● Exercise task 1: Which lines of the listing below contain the string "every"? Copy each of those lines, treating case as significant.

Greek Aubergine and Spinach Pie


Ingredients

  • 3 tbsp olive oil
  • 1 large aubergine (eggplant), sliced
  • 1 onion, chopped
  • 1 garlic clove, crushed
  • 175g baby spinach, finely chopped
  • 4 eggs
  • 1/2 cup crumbled goats cheese
  • 1/2 cup grated parmesan cheese
  • 4 tblsp GF natural yoghurt
  • 6 tblsp milk
  • 2 cups cooked basmati rice
  • salt & ground black pepper
GF = Gluten Free
Gluten Free Greek Aubergine Spinach Pie

Directions

Preheat the oven to 180C/350F.

Fry the aubergine slices in 2 tblsp oil for 6-8 minutes on each side until golden. Remove from pan & set slices aside on kitchen paper to drain. In the same pan, add onion and garlic and fry gently until soft, adding extra oil if necessary. In a large bowl add spinach, goats cheese, parmesan, yogurt, milk, onion mix, salt & pepper and mix well. Line a baking dish with baking paper and spread rice evenly over the base. Next arrange the aubergine slices in an even layer over the rice, reserving a few slices for the top. Spoon spinach mix over the aubergines and place remaining few slices on top. Bake for 30-40 mins or until lightly browned.

● Input rows:
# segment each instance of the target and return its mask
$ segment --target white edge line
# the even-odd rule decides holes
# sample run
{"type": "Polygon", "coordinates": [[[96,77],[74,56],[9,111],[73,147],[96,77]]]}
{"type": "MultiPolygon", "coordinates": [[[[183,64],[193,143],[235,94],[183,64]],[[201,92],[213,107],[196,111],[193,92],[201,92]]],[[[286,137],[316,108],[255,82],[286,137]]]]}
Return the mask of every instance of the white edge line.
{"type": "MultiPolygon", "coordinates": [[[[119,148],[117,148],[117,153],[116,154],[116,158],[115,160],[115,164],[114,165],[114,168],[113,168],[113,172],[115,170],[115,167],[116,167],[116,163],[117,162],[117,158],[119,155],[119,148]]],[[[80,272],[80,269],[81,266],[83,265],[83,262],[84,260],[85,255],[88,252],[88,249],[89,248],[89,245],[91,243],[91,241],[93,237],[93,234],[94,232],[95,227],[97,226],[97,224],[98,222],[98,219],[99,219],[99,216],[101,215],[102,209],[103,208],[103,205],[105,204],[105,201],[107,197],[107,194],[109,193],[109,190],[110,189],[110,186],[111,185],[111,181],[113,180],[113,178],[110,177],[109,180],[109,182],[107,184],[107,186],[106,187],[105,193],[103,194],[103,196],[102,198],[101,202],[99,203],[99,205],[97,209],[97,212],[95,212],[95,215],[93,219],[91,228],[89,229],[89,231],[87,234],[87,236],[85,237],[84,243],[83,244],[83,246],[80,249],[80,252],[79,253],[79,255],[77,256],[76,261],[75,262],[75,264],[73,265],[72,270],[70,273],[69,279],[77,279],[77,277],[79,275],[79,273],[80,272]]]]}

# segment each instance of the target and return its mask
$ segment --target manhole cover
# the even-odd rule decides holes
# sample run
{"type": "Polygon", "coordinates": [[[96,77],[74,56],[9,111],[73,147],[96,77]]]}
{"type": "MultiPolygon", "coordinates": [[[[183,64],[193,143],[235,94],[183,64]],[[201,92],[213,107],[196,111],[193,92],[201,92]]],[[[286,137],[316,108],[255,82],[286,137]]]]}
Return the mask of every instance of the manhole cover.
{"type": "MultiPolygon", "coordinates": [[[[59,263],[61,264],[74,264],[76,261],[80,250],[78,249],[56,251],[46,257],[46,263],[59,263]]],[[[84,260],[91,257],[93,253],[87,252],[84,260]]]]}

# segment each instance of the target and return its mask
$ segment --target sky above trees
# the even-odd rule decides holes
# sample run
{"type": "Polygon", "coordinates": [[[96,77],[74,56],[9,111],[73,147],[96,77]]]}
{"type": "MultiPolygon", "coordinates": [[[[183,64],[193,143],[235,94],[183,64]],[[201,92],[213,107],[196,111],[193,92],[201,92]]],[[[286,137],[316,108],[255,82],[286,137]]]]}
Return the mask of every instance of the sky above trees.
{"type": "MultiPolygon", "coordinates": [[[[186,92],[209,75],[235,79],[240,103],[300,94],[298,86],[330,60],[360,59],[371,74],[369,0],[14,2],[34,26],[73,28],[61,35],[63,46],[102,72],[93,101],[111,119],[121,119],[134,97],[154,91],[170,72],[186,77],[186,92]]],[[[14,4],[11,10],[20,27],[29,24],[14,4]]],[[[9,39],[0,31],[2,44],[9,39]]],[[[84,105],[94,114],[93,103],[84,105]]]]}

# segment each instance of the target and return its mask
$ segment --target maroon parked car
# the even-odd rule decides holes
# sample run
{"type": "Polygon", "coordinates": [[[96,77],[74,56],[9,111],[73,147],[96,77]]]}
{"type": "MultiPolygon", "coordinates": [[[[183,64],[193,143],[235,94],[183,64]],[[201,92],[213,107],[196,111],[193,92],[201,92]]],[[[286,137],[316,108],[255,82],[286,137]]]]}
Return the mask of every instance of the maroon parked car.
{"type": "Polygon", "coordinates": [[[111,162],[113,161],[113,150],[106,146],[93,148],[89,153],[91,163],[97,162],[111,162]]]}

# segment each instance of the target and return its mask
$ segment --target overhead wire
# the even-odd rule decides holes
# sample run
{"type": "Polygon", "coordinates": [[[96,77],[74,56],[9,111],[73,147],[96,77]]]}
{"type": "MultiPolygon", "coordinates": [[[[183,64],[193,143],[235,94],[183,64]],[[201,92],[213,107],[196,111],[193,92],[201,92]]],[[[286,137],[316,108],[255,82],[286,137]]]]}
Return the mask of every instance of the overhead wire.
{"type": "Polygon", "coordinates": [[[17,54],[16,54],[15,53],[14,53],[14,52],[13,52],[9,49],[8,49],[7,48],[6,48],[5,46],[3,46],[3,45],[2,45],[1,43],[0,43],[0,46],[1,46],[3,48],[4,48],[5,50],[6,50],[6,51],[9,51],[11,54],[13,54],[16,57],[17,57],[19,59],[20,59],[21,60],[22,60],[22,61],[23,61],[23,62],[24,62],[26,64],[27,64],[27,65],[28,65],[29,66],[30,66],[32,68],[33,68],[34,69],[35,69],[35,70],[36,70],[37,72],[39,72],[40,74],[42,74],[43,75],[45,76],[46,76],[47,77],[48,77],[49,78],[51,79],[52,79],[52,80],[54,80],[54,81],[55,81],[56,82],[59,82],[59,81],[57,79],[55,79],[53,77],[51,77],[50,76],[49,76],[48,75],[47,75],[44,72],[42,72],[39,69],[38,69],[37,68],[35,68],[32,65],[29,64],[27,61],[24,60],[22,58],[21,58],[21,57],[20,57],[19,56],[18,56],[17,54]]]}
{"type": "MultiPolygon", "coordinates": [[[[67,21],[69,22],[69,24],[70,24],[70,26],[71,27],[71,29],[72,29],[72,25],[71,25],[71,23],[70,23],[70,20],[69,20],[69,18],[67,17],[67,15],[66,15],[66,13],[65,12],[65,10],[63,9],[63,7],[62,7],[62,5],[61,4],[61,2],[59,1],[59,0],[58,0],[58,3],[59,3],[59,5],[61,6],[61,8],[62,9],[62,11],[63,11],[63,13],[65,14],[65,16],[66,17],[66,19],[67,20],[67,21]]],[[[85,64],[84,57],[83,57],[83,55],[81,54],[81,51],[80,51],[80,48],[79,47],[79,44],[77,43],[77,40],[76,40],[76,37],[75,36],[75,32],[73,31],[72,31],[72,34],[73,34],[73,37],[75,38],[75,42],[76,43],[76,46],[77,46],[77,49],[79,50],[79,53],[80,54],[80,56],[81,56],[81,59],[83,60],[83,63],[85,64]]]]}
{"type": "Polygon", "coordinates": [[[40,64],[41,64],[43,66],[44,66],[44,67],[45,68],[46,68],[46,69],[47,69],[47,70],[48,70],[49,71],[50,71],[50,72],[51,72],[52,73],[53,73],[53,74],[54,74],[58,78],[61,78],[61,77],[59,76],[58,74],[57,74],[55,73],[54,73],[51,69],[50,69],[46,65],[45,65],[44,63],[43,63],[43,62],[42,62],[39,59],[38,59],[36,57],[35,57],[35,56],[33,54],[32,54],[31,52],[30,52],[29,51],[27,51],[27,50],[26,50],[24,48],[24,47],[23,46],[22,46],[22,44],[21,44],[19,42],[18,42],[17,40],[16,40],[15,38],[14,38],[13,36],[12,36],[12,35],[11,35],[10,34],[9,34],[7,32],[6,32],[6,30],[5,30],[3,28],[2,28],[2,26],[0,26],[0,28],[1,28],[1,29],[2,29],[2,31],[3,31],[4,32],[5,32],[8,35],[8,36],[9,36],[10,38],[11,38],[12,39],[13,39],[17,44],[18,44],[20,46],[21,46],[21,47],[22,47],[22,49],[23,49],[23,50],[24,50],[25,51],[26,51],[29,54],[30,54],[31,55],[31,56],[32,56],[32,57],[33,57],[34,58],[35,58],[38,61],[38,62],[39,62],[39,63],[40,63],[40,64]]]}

● Exercise task 2: Repeat word for word the stretch of the pie recipe from "Preheat the oven" through "until lightly browned.".

● Task output 1:
Return the mask of every instance of the white edge line.
Return the mask of every instance of the manhole cover.
Return the mask of every instance of the sky above trees.
Return the mask of every instance of the maroon parked car.
Return the mask of every instance of the overhead wire.

● Task output 2:
Preheat the oven to 180C/350F.

Fry the aubergine slices in 2 tblsp oil for 6-8 minutes on each side until golden. Remove from pan & set slices aside on kitchen paper to drain. In the same pan, add onion and garlic and fry gently until soft, adding extra oil if necessary. In a large bowl add spinach, goats cheese, parmesan, yogurt, milk, onion mix, salt & pepper and mix well. Line a baking dish with baking paper and spread rice evenly over the base. Next arrange the aubergine slices in an even layer over the rice, reserving a few slices for the top. Spoon spinach mix over the aubergines and place remaining few slices on top. Bake for 30-40 mins or until lightly browned.